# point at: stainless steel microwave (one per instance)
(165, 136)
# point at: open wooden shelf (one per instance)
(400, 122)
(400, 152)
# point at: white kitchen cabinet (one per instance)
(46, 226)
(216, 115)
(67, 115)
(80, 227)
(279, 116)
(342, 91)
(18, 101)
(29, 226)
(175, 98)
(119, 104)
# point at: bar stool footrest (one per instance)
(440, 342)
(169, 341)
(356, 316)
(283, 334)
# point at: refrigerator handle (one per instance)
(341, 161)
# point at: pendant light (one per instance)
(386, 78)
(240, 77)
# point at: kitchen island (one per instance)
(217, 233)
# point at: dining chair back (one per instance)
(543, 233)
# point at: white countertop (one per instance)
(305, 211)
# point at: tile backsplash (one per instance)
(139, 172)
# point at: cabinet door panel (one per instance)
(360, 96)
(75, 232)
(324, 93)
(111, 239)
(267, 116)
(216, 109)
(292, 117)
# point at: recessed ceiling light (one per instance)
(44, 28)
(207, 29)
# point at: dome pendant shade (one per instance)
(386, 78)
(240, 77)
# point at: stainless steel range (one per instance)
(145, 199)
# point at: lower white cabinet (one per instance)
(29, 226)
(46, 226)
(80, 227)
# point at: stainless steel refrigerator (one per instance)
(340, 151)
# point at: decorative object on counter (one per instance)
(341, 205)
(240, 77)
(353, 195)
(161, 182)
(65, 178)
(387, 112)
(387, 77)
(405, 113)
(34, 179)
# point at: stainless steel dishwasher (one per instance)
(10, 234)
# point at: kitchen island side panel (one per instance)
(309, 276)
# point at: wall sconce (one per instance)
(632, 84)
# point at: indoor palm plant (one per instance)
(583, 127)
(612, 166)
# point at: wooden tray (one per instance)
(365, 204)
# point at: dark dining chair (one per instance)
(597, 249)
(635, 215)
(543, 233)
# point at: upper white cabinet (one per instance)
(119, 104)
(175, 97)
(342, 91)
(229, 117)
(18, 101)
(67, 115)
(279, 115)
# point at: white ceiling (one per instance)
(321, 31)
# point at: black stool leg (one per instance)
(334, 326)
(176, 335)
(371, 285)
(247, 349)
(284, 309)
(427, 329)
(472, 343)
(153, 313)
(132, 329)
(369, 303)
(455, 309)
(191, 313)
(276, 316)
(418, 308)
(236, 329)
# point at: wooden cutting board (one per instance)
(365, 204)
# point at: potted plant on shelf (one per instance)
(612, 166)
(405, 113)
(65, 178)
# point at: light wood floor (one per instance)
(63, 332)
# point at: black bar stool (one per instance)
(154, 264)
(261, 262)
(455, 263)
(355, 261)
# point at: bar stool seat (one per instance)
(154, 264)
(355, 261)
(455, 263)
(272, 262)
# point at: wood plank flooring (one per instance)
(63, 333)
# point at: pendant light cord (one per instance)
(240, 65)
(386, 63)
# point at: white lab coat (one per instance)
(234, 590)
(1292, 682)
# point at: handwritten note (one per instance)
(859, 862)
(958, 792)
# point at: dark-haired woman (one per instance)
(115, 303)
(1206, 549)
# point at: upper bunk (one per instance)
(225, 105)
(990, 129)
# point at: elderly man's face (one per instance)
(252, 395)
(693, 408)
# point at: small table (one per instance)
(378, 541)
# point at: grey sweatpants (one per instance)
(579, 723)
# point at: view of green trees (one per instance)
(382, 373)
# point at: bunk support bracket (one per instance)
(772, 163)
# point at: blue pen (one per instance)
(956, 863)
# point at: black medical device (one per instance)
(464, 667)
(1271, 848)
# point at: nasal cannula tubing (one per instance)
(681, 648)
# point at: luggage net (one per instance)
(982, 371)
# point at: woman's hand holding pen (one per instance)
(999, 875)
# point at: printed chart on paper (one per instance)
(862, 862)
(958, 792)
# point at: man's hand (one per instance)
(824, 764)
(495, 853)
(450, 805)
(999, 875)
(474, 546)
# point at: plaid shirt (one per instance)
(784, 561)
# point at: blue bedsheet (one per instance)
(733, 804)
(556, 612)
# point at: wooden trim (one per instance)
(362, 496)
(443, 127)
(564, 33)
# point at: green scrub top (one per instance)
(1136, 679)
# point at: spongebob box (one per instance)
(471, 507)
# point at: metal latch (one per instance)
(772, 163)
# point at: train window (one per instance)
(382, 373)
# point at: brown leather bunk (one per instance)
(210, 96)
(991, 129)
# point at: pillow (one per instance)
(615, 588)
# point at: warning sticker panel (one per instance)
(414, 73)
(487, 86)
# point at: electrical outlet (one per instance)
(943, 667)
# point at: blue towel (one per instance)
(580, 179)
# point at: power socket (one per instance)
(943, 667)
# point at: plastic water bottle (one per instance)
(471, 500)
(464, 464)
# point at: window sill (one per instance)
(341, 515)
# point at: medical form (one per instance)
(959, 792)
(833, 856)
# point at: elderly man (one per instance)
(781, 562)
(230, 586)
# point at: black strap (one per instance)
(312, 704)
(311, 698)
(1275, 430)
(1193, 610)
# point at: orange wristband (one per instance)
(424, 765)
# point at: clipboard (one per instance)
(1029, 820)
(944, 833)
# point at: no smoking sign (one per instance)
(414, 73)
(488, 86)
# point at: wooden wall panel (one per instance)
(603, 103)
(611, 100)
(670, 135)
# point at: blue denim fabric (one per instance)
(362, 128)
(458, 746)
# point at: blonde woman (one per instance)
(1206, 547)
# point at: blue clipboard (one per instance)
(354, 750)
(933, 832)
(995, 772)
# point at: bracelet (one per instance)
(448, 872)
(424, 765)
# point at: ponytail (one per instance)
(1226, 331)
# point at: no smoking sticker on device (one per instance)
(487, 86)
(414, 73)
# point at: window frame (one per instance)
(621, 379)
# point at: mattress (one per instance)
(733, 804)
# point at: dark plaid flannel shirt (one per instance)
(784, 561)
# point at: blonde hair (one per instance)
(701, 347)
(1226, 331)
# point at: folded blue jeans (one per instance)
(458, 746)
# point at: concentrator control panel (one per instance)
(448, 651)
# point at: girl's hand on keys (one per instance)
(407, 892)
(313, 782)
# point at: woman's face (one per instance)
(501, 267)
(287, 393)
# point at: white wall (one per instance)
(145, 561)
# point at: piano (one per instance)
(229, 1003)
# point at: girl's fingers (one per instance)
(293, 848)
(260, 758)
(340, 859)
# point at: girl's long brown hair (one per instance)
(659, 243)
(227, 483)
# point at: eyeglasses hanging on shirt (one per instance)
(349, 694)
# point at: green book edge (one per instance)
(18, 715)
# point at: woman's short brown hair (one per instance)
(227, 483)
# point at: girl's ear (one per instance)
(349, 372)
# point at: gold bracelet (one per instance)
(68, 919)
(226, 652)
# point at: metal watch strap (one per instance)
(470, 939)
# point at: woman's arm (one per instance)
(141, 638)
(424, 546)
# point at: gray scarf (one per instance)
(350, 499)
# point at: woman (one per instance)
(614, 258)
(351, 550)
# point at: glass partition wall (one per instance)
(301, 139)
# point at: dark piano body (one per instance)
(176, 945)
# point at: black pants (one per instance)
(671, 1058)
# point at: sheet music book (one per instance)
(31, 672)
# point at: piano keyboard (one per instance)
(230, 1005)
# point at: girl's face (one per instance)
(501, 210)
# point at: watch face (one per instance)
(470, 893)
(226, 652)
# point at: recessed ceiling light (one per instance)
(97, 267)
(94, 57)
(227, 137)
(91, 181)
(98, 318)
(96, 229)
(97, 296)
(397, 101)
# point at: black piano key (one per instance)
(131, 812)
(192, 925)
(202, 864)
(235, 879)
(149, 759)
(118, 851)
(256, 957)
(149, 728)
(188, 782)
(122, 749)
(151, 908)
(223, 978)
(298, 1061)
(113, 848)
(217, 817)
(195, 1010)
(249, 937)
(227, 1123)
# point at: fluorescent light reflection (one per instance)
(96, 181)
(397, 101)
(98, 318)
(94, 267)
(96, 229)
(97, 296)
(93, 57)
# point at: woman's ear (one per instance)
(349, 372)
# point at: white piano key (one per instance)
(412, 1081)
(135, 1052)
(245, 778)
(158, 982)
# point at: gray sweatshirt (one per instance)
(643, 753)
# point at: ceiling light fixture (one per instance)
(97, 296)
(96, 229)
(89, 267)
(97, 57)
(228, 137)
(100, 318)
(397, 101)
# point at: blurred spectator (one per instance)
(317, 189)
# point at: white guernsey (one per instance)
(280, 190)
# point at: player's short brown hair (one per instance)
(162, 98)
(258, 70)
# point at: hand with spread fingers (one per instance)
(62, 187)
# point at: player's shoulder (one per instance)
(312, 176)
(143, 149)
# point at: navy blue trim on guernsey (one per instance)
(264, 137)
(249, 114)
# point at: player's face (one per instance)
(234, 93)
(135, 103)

**What is being asked**
Your task is to transcribe the line containing "# point at: girl's ear (one per instance)" and every line after it, through the last line of the data, exactly as written and with nothing more.

**Result of the task**
# point at: girl's ear (one per instance)
(349, 372)
# point at: gold bracelet (one per instance)
(68, 919)
(226, 652)
# point at: metal watch strap (one per instance)
(470, 939)
# point at: woman's arm (one per instance)
(141, 638)
(424, 546)
# point at: gray scarf (one per instance)
(350, 499)
# point at: woman (one per instance)
(614, 258)
(351, 550)
# point at: glass partition wall (one per instance)
(301, 139)
# point at: dark piano body (one per instance)
(176, 945)
# point at: black pants (one per instance)
(671, 1058)
# point at: sheet music book (one per instance)
(31, 672)
# point at: piano keyboard (one per instance)
(230, 1005)
# point at: girl's face (one per instance)
(501, 210)
# point at: watch face (one per instance)
(470, 893)
(226, 652)
# point at: recessed ceiling light (one per instance)
(97, 267)
(94, 57)
(227, 137)
(91, 181)
(98, 318)
(96, 229)
(97, 296)
(397, 101)
# point at: black piano key (one per instance)
(131, 812)
(192, 925)
(202, 864)
(235, 879)
(149, 759)
(118, 851)
(256, 957)
(149, 728)
(188, 782)
(122, 749)
(151, 908)
(223, 978)
(298, 1061)
(113, 848)
(217, 817)
(195, 1010)
(249, 937)
(227, 1123)
# point at: fluorescent light reflection (one per instance)
(96, 181)
(397, 101)
(98, 318)
(94, 267)
(96, 229)
(97, 296)
(93, 57)
# point at: woman's ear (one per instance)
(349, 372)
# point at: white piano key (one per instance)
(412, 1081)
(135, 1052)
(245, 778)
(158, 982)
# point at: gray sweatshirt (one per instance)
(643, 753)
# point at: ceiling light fixture (one per instance)
(97, 296)
(96, 229)
(89, 267)
(97, 57)
(228, 137)
(100, 318)
(397, 101)
# point at: blurred spectator (one per instance)
(317, 189)
# point at: white guernsey (one per instance)
(280, 190)
# point at: player's short brown hair (one per instance)
(162, 98)
(258, 70)
# point at: hand with spread fingers (one per instance)
(62, 187)
# point at: player's shoulder (one per instance)
(312, 176)
(143, 149)
# point at: navy blue trim on guernsey (one per instance)
(264, 137)
(249, 114)
# point at: player's face (one per instance)
(234, 93)
(135, 103)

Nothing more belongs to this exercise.